WRITTEN EXERCISE: Continue the passage about how framing the two programs as lives saved or lives lost changes people's appetite for risk, starting after its final sentence.

TEXT BLOCK:
Most people, it turns out, pick program A, the sure bet. This is interesting, because, on average, the two programs are exactly the same. That is, on average, program B will save 200 people, just like program A. The difference is that program B is more risky.
This would seem to demonstrate that people are risk-averse. However, you can reword the problem just slightly and get a very different response:
Two courses of action have been suggested. If program A is adopted, 400 will die. If program B is adopted, there is a one-third probability that nobody will die and a two-thirds probability that 600 people will die. Which of the two programs do you favor?
Given this scenario, most people pick program B. However, notice that this is the exact same program as in the first version of the problem! It turns out that if people think about the issue in terms of lives saved, they are risk-averse. If they think about the issue in terms of lives lost, they are risk-seeking (they choose the riskier option).
There is no right or wrong answer according to logic, because logic and statistics tell us that program A and B are essentially identical.
In my last simulation, I suggested that it actually makes sense for losses to loom larger than gains, even though statistics and logic don’t predict this. Maybe the same is true for being risk averse for gains and risk-seeking for losses. Maybe that is actually adaptive.

RAW RECORDS:
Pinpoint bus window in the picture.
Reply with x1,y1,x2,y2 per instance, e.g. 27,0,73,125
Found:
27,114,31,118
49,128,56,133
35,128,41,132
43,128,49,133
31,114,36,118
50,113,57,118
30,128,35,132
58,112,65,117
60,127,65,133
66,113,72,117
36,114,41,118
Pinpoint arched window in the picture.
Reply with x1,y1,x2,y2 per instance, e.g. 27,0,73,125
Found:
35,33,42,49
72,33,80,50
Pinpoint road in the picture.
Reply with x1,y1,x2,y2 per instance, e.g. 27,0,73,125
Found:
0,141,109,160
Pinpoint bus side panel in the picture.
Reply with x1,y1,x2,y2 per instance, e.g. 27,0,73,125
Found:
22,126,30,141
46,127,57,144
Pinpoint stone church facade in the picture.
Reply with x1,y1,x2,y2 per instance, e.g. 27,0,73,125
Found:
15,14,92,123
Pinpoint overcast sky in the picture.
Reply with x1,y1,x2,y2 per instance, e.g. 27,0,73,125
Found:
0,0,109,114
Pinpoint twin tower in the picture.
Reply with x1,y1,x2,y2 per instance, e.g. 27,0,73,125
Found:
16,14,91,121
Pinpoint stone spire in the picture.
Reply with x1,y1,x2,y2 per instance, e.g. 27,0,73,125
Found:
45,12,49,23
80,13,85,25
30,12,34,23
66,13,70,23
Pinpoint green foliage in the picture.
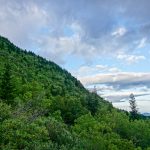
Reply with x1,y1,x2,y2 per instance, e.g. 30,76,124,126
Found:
1,64,14,104
0,37,150,150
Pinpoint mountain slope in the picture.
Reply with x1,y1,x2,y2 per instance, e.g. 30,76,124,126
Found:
0,37,150,150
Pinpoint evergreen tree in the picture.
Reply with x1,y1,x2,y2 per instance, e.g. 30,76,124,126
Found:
1,63,13,104
129,94,138,120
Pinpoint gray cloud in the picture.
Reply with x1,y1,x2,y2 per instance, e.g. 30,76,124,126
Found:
79,72,150,89
0,0,150,63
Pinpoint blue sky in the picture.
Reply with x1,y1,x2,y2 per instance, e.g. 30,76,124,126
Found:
0,0,150,111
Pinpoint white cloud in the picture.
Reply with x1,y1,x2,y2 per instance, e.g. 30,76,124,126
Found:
79,72,150,87
72,65,120,78
117,53,146,64
137,38,147,48
111,27,127,37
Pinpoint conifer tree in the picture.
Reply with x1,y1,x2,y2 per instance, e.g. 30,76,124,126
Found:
1,63,13,104
129,94,138,120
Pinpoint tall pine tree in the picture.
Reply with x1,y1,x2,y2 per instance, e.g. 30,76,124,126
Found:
1,63,14,104
129,94,138,120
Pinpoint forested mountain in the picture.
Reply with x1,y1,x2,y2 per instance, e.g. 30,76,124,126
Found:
0,37,150,150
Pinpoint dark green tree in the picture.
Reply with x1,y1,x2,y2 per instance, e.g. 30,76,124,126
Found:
129,94,138,120
1,63,14,104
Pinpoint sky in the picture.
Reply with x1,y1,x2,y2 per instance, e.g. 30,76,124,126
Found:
0,0,150,112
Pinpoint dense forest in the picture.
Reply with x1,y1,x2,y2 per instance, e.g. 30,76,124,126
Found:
0,37,150,150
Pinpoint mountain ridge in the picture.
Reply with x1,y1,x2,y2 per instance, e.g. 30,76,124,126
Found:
0,37,150,150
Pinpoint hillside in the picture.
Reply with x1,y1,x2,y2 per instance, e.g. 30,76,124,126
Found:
0,37,150,150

RESULT:
Here’s how my simulation worked: Each of my simulated “creatures” played the following game: They could either take a sure gain of 10 units of food, or they could take a risky gain: a 50% chance of 5 units or a 50% chance of 15 units. Again, the two choices are statistically identical — on average, you get 10 units of food either way. Some of the creatures were risk-averse and always took the sure bet; some were risk-seeking and always took the risky bet.
The creatures also played the same game for losses: they either had a guaranteed loss of 10 units or a 50% chance of losing 5 and a 50% chance of losing 15. Again, some were risk-seeking and some were risk averse.
Each creature played both games (the gain game and the loss game) 1000 times. There were 1000 creatures who were, like humans, risk-averse for gains and risk-seeking for losses. There were 1000 creatures who were risk-seeking for gains and risk-averse for losses (the opposite of humans). There were also 1000 creatures who were risk-seeking for both gains and losses.
The creatures all started with 100 pieces of food.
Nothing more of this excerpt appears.